Reading passage:

Lance Ledbetter couldn’t believe his luck. While attending a baseball-card convention at the Renaissance Atlanta Waverly Hotel, filled with the special kind of positive energy that comes with being an obsessive 10-year-old baseball historian/memorabilia collector, he and his parents were taking the elevator from their room to the lobby, when it stopped prematurely. Stepping on board, dressed casually and likely heading out to find some dinner, was a man who had won the Triple Crown in 1956, had hit more World Series home runs than any other major leaguer, and was arguably the greatest switch hitter of all time. Mickey Mantle chatted amiably with the three of them, providing the youngest Ledbetter with what he would later call “a knee-buckling experience.” Card collecting, as it turned out, would be the introduction to his life as a curator.
“It’s your first glimpse and you learn so much,” Ledbetter says from the comfort of a recliner in his East Atlanta home 25 years later. “I think it’s easy for a baseball-card collector to transition into a record collector. You learn about condition. You learn about scarcity. How many are printed. Errors. I was fortunate to have my parents. My dad would take me to card conventions. I went down to Spring training twice. Those were highlights for me, as a kid. It was an interesting time. You were told you could build your retirement from it. I think that parents supported that. It was something they encouraged, like, ‘Oh, you’re learning about price guides and money and all this stuff.’ Are they worth anything now? Probably next to nothing. But at the same time, I think they taught us all a lot of lessons about collecting in general.”

Rows:
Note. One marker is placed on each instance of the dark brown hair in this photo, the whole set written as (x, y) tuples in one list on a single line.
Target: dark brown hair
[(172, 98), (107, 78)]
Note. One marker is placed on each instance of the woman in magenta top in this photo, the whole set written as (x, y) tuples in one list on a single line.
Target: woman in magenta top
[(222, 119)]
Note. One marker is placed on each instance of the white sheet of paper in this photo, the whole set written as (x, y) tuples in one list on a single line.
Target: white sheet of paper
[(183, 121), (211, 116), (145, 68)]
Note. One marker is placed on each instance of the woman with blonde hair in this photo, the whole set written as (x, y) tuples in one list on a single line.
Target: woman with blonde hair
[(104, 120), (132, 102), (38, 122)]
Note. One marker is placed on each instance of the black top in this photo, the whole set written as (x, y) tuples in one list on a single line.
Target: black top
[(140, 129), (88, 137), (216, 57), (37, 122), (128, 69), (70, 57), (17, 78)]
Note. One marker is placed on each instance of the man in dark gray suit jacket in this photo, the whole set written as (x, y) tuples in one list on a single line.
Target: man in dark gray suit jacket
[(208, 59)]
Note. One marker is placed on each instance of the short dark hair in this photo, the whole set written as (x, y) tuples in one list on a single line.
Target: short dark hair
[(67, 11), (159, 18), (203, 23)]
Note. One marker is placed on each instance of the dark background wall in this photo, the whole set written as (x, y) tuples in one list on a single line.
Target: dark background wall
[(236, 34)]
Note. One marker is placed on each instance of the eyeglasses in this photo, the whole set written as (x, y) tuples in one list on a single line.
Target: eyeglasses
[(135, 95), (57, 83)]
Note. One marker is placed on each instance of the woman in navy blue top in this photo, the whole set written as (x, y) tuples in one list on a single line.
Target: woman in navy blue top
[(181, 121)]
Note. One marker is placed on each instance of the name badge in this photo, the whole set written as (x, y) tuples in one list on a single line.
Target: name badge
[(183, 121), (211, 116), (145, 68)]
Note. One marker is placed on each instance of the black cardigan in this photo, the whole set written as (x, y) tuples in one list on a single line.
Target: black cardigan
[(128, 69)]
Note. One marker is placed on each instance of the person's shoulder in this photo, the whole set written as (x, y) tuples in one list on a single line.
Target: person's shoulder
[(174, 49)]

==

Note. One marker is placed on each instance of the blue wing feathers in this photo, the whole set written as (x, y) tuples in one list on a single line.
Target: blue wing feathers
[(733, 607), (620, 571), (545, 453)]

Objective A:
Quote the passage about Lance Ledbetter word for word, beginning at "Lance Ledbetter couldn’t" and stopping after "as a curator.".
Objective B:
Answer these questions from the passage about Lance Ledbetter:
(i) In what year did the man in the elevator win the Triple Crown?
(ii) At which hotel was the baseball-card convention held?
(iii) How many times did Ledbetter go down to Spring training?
Objective C:
Carry on the passage about Lance Ledbetter from its final sentence.

Task result A:
Lance Ledbetter couldn’t believe his luck. While attending a baseball-card convention at the Renaissance Atlanta Waverly Hotel, filled with the special kind of positive energy that comes with being an obsessive 10-year-old baseball historian/memorabilia collector, he and his parents were taking the elevator from their room to the lobby, when it stopped prematurely. Stepping on board, dressed casually and likely heading out to find some dinner, was a man who had won the Triple Crown in 1956, had hit more World Series home runs than any other major leaguer, and was arguably the greatest switch hitter of all time. Mickey Mantle chatted amiably with the three of them, providing the youngest Ledbetter with what he would later call “a knee-buckling experience.” Card collecting, as it turned out, would be the introduction to his life as a curator.

Task result B:
(i) 1956
(ii) The Renaissance Atlanta Waverly Hotel
(iii) Twice

Task result C:
Fast forward a decade from that brush with greatness, and 22-year-old Ledbetter is a student at Georgia State University in Atlanta, where he hosts Raw Musics, a two-hour show that plays 1920-1940-era music every Sunday morning. Having an easy time finding blues, country, and jazz reissues from that time period but not gospel, Ledbetter eventually discovers Joe Bussard, a Maryland collector and musicologist in possession of more than 25,000 78-RPM records. Before long, perhaps because he realizes he’s met a kindred spirit, Bussard is recording and mailing tapes every week to Georgia, and Ledbetter finds himself sitting on a seemingly unending pipeline of rare and unreleased gospel music.
“It was sort of this epiphany, like, ‘I can't believe all this music he’s sending me is unavailable in record stores,” he remembers. “Each week, I’m getting like 180 minutes’ worth of audio, all of which you couldn’t go into a record store and find. The music was so powerful.”
The people would eventually find that music, in the form of Goodbye Babylon, the six-disc, 160-track, immaculately designed box set, complete with 200-page book, that Lance and his wife April released under their newly-christened Dust-to-Digital imprint in 2003. The gorgeous set, which took almost five years to put together and was manufactured in a first run of 1,000 copies, was inspired by Ledbetter’s college station in more ways than one.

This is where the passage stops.